* [Document text]
:::

My honest thoughts after 12 years in the Navy

I wanted to write something a little more balanced.

I’ve read countless posts about the Navy on Reddit, and I can’t help but feel that people mostly share their worst experiences.
That’s understandable people usually vent when they’re exhausted, frustrated, or angry.

So I thought I’d share what has been good and what has been difficult.

I’m a 30M
I joined the Navy when I was 18, but the truth is, I had wanted to join for as long as I can remember. It wasn’t an impulsive decision. It was a childhood dream.

If there’s one thing the Navy gave me more than anything else, it wasn’t a career.
It gave me a different version of myself.

The Navy has a way of reshaping people. It forces parts of you to grow that ordinary life probably never would.

You learn to function under pressure.
You learn to make decisions while exhausted.
You learn that sometimes failure simply isn’t an option.

There isn’t much room for excuses.
“Yes, sir.”
“No, sir.”
You keep moving.

I’ve lived through incredibly difficult days. I’ve lost things that mattered to me, just like everyone else who has served long enough.
Long deployments.
Missing family.
Missing birthdays.
Months away from home.

Living in places that don’t feel like home at all.

:::

* [Raw data]

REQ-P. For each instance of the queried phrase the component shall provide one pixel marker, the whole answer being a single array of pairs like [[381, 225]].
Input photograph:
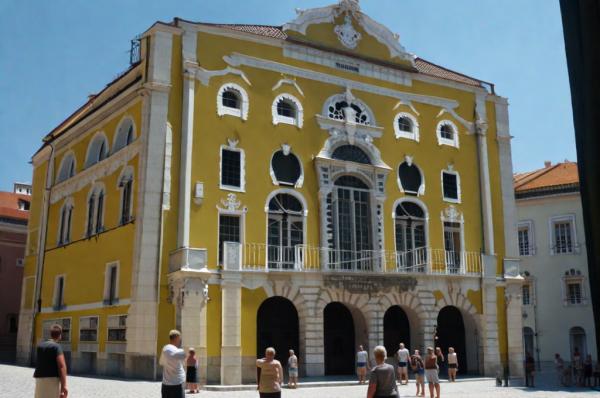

:::

* [Objective 1]
Answer from the Navy post above, one line per answer:
(a) At what age did the writer join the Navy?
(b) How old does the writer say they are now?
(c) According to the writer, what did the Navy give them more than anything else?
* [Objective 2]
Please recast the paragraph of the Navy post beginning "I’ve lived through incredibly difficult days" as a short bulleted list, keeping its main facts.
* [Objective 3]
Resume the Navy post after its final sentence, keeping the writer's voice.

* [Expected output 1]
(a) 18
(b) 30
(c) A different version of themselves

* [Expected output 2]
- The writer has lived through very difficult days.
- They have lost things that mattered, like others who have served long enough.
- Long deployments
- Missing family and birthdays
- Months away from home

* [Expected output 3]
But without the Navy…

I honestly don’t know who I would have become.
The Navy doesn’t just give you a profession.
It gives you an entire way of living.

You’re constantly being corrected.
Everything feels urgent.
Everything seems important.
Then, somewhere along the way, something changes.

You begin to understand the difference between what is truly important… and what only feels important.

The Navy also teaches gratitude in strange ways.
A quiet room.

Cold air conditioning after weeks of unbearable heat.

A clean bathroom.
A good cup of coffee in complete silence.
Sleeping without expecting an alarm or an emergency.

A day where absolutely nothing happens.
Most people call those ordinary days.

You begin to see them as luxury.
I still remember something a friend once told me:
“Enjoy your meaningless days*.”*
At first, I didn’t understand what he meant.
Now I do.

Because one day you’ll realize that peaceful, uneventful days were never meaningless at all.
Were there things I hated?

Absolutely.
Some leaders shouldn’t be leaders.
Some days are unfair.
Sometimes your personal life pays the price.
Sometimes you wonder whether all of it is worth it.
But I also stood in the middle of the ocean at sunrise, with nothing around me except water in every direction.
I’ve watched storms that reminded me how small human beings really are.
I’ve visited places I would never have seen otherwise.
I’ve met people who became brothers.
Would I recommend joining?
Not to everyone.

If you’re looking for comfort, predictable schedules, weekends, and an easy life ..
The Navy probably isn’t for you.
But if you’re willing to sacrifice comfort in exchange for experiences that will shape who you become…
Then it may give you far more than just a job.
It might give you another version of yourself.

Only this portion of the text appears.